次の課題 =
1. インバウンド営業に関する文章のうち、「まずはインバウンド営業について解説をしていきたいと思います。」から「わせしてくることがあります。」までを、両端の語句も含めて一字一句そのまま書き写してください。
2. インバウンド営業に関する文章を2文で要約すると、どうなりますか?
3. インバウンド営業に関する文章の最後の文に続けて、その先を書き進めてください。
┌─ 表示テキスト
インバウンド営業は、いわゆる昔ながらの”労働集約型”ではなく、外部リソースや仕組みを有効活用しながら、効率的に見込み客を増やす営業スタイルのことを指します。
インバウンド営業であれば”業務効率化”が図れるので、販路拡大する上でも重要な営業手法だと思います。
ただ、「どうやってやればいいのか?」という情報はあまり表に出ることがないので、それがインバウンド営業をやる上での障害になっているそうです。
そこで今回は、セールスパーソンであれば気になる話題「インバウンド営業」について解説したいと思います。
目次
インバウンド営業(インバウンドセールス)とは?
まずはインバウンド営業について解説をしていきたいと思います。
インバウンド営業とは、見込み顧客からの問い合わせを増やす営業戦術のことを指します。
インバウンド営業は、「インバウンドセールス」とか「インバウンドマーケティング」と言われることもありますが、これらはどれも同じような意味合いなので大差はありません。
例えば、
- Web広告を出稿する
- 展示会(EXPO)に出展する
- テレビCMを配信する
などで製品サービスを広くプロモーションしておけば、それを見たお客様が問い合わせしてくることがあります。
インバウンドセールスでは、このような「自分から問い合わせしてきた見込顧客」が相手になるので、必然的に「受注が高くなる」と言われています。
なので、営業マンは自分からセールスを仕掛けなくても、見込客リストが増やせたり、受注数を増やすことができるのです。
ただし、インバウンドマーケティングでは「見込み顧客から問い合わせをもらう」ことが前提になっているので、集客を強化したり、それらを仕組み化しなければいけません。
よって、インバウンド営業では、「見込み顧客からの問い合わせ数を増やす」ように努めることが基本になります。
インバウンド営業とインターネットの関係性
インバウンドセールスが広く行われるようになった背景には、「情報化社会の発展」という側面があります。
└─
┌─ データ内容
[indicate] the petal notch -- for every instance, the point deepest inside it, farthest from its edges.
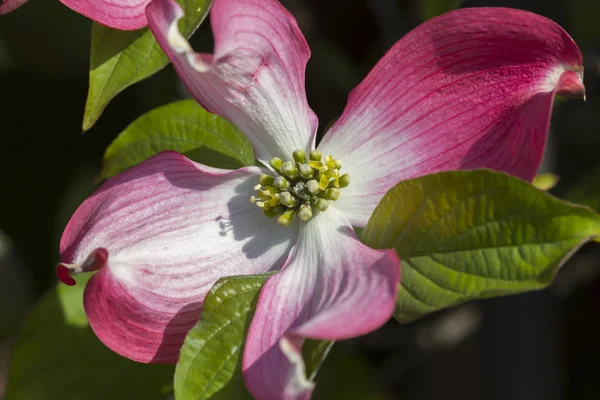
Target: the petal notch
(172, 228)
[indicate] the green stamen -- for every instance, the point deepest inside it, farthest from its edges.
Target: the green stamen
(300, 187)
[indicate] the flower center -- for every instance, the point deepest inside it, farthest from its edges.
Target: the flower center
(299, 187)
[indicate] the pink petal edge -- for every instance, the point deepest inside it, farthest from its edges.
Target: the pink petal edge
(161, 234)
(331, 287)
(126, 15)
(255, 78)
(469, 89)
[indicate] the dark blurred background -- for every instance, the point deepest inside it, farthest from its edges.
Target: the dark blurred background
(541, 345)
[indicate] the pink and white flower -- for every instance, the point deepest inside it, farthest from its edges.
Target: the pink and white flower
(7, 6)
(470, 89)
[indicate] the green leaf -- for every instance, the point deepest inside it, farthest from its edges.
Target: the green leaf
(474, 234)
(57, 356)
(433, 8)
(121, 58)
(314, 353)
(210, 363)
(183, 126)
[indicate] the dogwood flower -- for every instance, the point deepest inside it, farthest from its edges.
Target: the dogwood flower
(470, 89)
(119, 14)
(7, 6)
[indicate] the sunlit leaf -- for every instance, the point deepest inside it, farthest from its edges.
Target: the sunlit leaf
(185, 127)
(210, 363)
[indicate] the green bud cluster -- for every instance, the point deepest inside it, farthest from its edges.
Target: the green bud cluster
(300, 187)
└─
回答一覧 =
1.
まずはインバウンド営業について解説をしていきたいと思います。
インバウンド営業とは、見込み顧客からの問い合わせを増やす営業戦術のことを指します。
インバウンド営業は、「インバウンドセールス」とか「インバウンドマーケティング」と言われることもありますが、これらはどれも同じような意味合いなので大差はありません。
例えば、
- Web広告を出稿する
- 展示会(EXPO)に出展する
- テレビCMを配信する
などで製品サービスを広くプロモーションしておけば、それを見たお客様が問い合わせしてくることがあります。

2. インバウンド営業とは、外部リソースや仕組みを活用しながら見込み顧客からの問い合わせを増やし、効率的に見込み客を増やす営業スタイルで、自分から問い合わせてきた見込顧客が相手になるため受注が高くなると言われています。ただし問い合わせをもらうことが前提なので、集客を強化して仕組み化し、問い合わせ数を増やすよう努めることが基本になります。

3.
従来、商品・サービスを売ろうとしても、企業がプロモーションできる範囲は限られていたので、「全てのお客様にアプローチし切れない…」という状況に陥っていました。
しかし、インターネットが発達したおかげで、これまで大企業のものと言われていた「マスマーケティング」を個人レベルでも実施できるようになりました。
つまりインターネットを上手く活用すれば、自分の発信した情報が隅々まで行き渡るので、営業活動に革命が起きたのです。
このような背景があり、インバウンド営業が注目されるようになりましたが、その反面、これまで放置されていた営業活動の無駄や非生産性が浮き彫りになってきたのです。
結果的に営業活動全体が見直される契機になり、「いかに効率的な営業をするか?」が新しい時代の営業テーマになっていたのです。
インバウンドセールスは効率的な営業手法
結論から言ってしまうと、これからの営業スタイルはとにかく「合理性」を追及するやり方になると思っています。
わざわざセールスマンが出向いて説明しなくても、今の時代は「Web上にあふれる情報を自ら収集」できる時代なので便利ですよね。
そのため、訪問営業などしなくても、電話営業やオンライン商談などでどんどんセールスが進んでいき、受注(契約)まで至ることも普通になりました。
特にBtoB営業(法人取引)においてインバウンドセールスは最適な営業手法と言われており、zoomをはじめとしたweb商談システムも活発に利用されています。
企業は常に効率化&収益化を目指しているので、情報収集には余念がありません。
その為、自社に有益な情報だとわかれば、積極的にお問い合わせをしてくるのです。
インバウンド営業のメリット&デメリット
インバウンド営業を実施することで、企業は様々なメリットを受けることができます。
例えば、まず思い浮かぶのが「営業マンのストレスが軽減される」ことです。
セールス職は「辛い」「きつい」「しんどい」とか言われる仕事の代名詞なので、誰もが嫌煙する仕事だと言えます。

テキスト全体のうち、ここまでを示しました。